> **Extract to read**

(I’ve taken about 11 months off from blogging. I’m back, baby.).
Most employers (of over 50 employees) know full well that they have to provide up to 12 weeks of leave under the FMLA and that you generally cannot terminate an employee who is on leave. But don’t assume that means you can terminate an employee who is not medically cleared to come back when her FMLA leave is exhausted. In some cases, doing so will lead to a large verdict in favor of the former employee, as was demonstrated by a recent case from the Massachusetts Supreme Judicial Court, Esler v. Sylvia-Reardon, 473 Mass. 775 (2016).
The following is from the SJC’s rendition of the possible facts most favorable to Ms. Esler, and I do not represent them as true (the hospital may have presented different alleged facts). Esler worked as a registered nurse in the acute hemodialysis department of MGH. She went out on FMLA leave in December 2008, although there was some hassle from her supervisor about her paperwork. Her doctor suggested that she engage in light exercise and pleasurable activities. So she went to New York City. Her supervisor accused her of “vacationing,” and sounded displeased. When Esler then said that she broke her wrist while ice skating, her supervisor allegedly said “I need to have you back here next week or I can’t hold your job.”
In spite of her supervisor’s alleged statements, to its credit, the hospital extended her FMLA leave past her statutory 12 weeks of leave. However, the hospital said that it could not accommodate her temporary lifting restriction (no lifting more than five pounds in left hand) and need to wear a splint. Esler was expected to return on February 15, 2009. She spoke to her supervisor on January 28th and reported that she was making good progress. Although there was no equipment that required lifting more than five pounds, Esler’s supervisor canceled an occupational health assessment that was part of the return to work process and put Esler on inactive status. The hospital stated that her job could not be accommodated with the restrictions. However, the hospital hired a replacement with less training, who could not have fully performed the job until at least April 6th, a date that was after the date that Esler would have had no medical restrictions.

> **Requirement**
Carry on the blog post about the Esler FMLA case from the point where it stops. The records play no part in this work.

> **Text-to-region grounding data**

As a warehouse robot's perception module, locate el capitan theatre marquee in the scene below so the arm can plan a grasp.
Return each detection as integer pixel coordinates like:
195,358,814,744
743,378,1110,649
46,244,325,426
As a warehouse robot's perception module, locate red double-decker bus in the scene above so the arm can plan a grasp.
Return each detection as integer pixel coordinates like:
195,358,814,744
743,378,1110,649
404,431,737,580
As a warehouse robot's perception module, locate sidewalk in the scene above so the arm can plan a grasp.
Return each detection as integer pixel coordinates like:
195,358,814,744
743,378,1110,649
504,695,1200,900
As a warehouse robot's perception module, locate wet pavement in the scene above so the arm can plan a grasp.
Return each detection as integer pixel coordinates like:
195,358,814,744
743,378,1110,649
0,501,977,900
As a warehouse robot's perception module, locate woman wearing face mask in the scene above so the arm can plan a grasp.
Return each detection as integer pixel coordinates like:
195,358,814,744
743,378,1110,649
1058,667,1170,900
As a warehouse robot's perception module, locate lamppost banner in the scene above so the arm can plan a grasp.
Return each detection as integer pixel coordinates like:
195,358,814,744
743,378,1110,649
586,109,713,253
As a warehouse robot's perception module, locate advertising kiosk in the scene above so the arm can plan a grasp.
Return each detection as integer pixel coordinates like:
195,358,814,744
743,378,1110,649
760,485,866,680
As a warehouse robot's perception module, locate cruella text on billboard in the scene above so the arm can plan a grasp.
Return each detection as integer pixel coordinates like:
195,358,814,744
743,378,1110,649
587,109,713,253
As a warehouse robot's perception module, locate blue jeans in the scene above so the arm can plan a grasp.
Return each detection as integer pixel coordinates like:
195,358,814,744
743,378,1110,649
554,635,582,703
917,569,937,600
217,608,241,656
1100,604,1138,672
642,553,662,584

> **Exercise answer**
Esler sued for retaliation, which is prohibited under the FMLA (and most other employment statutes). A jury returned a verdict in her favor of back wages consisting of $567,500 and front pay of $672,686. The judge overturned the front pay award, and this decision was upheld on appeal. The trial judge also overturned the backpay award, but this was reinstated on appeal (subject to further proceedings at the trial court). Because the case was filed in 2010, if the backpay award sticks, interest will add a staggering 75% and counting (12% per annum in Massachusetts), which I calculate to be $425,625. Liquidated damages equal to the back pay could also be awarded. With an award of attorneys’ fees and costs surely on the horizon, the total verdict could approach or exceed two million dollars, even with the front pay being overturned. Not to mention the Defendants’ own legal fees, which are surely sizable.
Takeaways
There are a few lessons for employers. First, if an employee takes FMLA leave, don’t assume that her FMLA rights end after 12 weeks. In fact, the FMLA provides “proscriptive provisions” to protect employees from retaliation after exercising substantive rights.
Second, an employer should take a realistic look at accommodations an employee needs. Although it appears that Esler did not file a disability discrimination claim, she could have. Employers should always consider whether continued leave or other accommodations are reasonable for an employee who has been out on FMLA leave. You should also be careful to not use the FMLA leave in any future employment decision, as that could be deemed retaliation.
Third, train your supervisors to not make comments that are hostile to protected FMLA leave.
Fourth, for God’s sake call your employment lawyer before firing an employee who went out on FMLA leave! A short phone call might save you from a $2 million mistake. If the facts were as Esler alleged, the decision to not accommodate her for a short time was foolhardy and reckless.
As always, the above is not legal advice, just general information.